━━ DATA EXTRACT

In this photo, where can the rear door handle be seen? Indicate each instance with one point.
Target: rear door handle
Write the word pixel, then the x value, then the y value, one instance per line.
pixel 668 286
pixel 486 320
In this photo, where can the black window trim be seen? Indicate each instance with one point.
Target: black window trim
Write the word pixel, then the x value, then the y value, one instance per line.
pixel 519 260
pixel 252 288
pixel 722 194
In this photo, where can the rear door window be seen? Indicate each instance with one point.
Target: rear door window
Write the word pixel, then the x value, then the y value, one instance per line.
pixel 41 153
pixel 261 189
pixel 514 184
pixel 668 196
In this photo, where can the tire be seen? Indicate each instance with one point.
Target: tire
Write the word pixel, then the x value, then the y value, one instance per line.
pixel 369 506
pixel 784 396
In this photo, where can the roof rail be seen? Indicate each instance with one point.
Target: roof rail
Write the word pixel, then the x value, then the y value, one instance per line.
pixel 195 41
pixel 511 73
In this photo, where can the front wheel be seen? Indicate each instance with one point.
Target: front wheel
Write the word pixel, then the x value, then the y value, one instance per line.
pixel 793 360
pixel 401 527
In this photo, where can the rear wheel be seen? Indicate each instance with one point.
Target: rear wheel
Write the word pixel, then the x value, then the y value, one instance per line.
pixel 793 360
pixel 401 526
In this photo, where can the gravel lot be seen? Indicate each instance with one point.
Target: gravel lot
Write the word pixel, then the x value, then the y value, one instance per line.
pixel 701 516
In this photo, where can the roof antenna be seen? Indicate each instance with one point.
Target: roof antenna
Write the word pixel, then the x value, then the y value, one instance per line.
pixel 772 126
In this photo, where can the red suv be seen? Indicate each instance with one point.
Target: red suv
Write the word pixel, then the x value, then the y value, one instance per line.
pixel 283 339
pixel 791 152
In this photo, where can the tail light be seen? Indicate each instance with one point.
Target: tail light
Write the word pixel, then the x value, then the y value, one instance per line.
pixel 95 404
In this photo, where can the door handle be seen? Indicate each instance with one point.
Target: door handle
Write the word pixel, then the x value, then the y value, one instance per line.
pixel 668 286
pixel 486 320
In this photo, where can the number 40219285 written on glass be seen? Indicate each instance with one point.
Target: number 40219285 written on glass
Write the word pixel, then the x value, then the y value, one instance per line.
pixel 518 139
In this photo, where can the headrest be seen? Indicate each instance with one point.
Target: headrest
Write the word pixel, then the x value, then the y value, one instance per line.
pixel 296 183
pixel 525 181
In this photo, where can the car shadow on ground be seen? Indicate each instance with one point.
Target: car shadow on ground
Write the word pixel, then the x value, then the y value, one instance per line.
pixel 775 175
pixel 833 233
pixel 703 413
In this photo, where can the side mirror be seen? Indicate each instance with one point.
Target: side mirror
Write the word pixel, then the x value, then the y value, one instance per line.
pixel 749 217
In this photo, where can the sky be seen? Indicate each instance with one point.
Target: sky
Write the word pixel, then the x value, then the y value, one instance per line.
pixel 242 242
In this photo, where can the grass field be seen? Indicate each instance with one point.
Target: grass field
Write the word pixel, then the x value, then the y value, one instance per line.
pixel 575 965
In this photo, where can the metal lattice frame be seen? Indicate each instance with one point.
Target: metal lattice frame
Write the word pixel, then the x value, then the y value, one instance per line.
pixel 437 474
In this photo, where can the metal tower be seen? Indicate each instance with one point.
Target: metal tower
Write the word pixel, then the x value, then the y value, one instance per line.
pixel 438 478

━━━━

▶ **WRITTEN TASK**
Copy all of the data above line for line, without any changes.

▶ **RESPONSE**
In this photo, where can the rear door handle be seen? Indicate each instance with one point.
Target: rear door handle
Write the word pixel, then the x value, then the y value, one instance per line.
pixel 668 286
pixel 486 320
In this photo, where can the black window trim be seen? Indicate each instance with one point.
Target: black window trim
Write the word pixel, then the x value, then the y value, one instance per line.
pixel 519 260
pixel 252 288
pixel 722 194
In this photo, where can the rear door window be seen? Indicate each instance with one point.
Target: rear door window
Write the word pixel, then the x value, then the y value, one instance per line.
pixel 41 153
pixel 261 189
pixel 514 184
pixel 668 196
In this photo, where can the tire be seen? Indicate each instance with one point.
Target: tire
Write the word pixel, then the x value, then the y value, one instance per line.
pixel 369 506
pixel 784 396
In this photo, where can the roof rail be seen? Indicate each instance with one point.
Target: roof rail
Write the word pixel, then the x value, then the y value, one instance per line.
pixel 195 41
pixel 511 73
In this photo, where can the front wheel be seen? Indicate each instance with one point.
Target: front wheel
Write the word pixel, then the x value, then the y value, one instance per line.
pixel 793 360
pixel 401 527
In this photo, where can the rear wheel be seen? Indicate each instance with one point.
Target: rear wheel
Write the word pixel, then the x value, then the y value, one instance per line.
pixel 793 360
pixel 401 526
In this photo, where can the gravel lot be seen? Indicate each instance with one point.
Target: gravel lot
Write the word pixel, then the x value, then the y value, one instance per line.
pixel 701 516
In this photo, where can the roof antenna be seen? Indicate each instance with one point.
Target: roof antenna
Write the word pixel, then the x value, then the y value, one instance per line.
pixel 772 126
In this photo, where can the red suv be seen? Indicate each instance with one point.
Target: red suv
Write the word pixel, then the x value, then the y value, one instance per line.
pixel 283 339
pixel 791 152
In this photo, where can the tail light be seen? Indicate each instance with one point.
Target: tail light
Write the word pixel, then the x value, then the y value, one instance per line.
pixel 95 404
In this photo, where can the door handle be seen? Indicate each instance with one point.
Target: door handle
Write the word pixel, then the x value, then the y value, one instance per line.
pixel 668 286
pixel 486 320
In this photo, where can the number 40219285 written on glass be seen? Indicate each instance with one point.
Target: number 40219285 written on glass
Write the word pixel, then the x value, then the y value, one instance per line.
pixel 518 139
In this photo, where can the headrest be seen? Indicate each instance with one point.
Target: headrest
Write the word pixel, then the x value, then the y value, one instance per line.
pixel 296 183
pixel 525 181
In this photo, where can the car shadow on ground be seen? Indicate each instance with one point.
Target: car shadow on ground
Write the word pixel, then the x value, then the y value, one instance per line.
pixel 775 175
pixel 833 233
pixel 703 413
In this photo, where can the side mirror be seen? Indicate each instance with one point.
Target: side mirror
Write the word pixel, then the x value, then the y value, one instance per line.
pixel 749 217
In this photo, where can the sky be seen? Indicate each instance with one point.
Target: sky
Write the word pixel, then the x value, then the y value, one instance per line.
pixel 242 242
In this photo, where can the grass field be seen? Indicate each instance with one point.
Target: grass field
Write the word pixel, then the x value, then the y value, one instance per line.
pixel 575 965
In this photo, where can the metal lattice frame be seen? Indicate each instance with one point.
Target: metal lattice frame
Write the word pixel, then the x value, then the y value, one instance per line.
pixel 437 474
In this photo, where can the metal tower be seen? Indicate each instance with one point.
Target: metal tower
Write the word pixel, then the x value, then the y value, one instance per line.
pixel 438 478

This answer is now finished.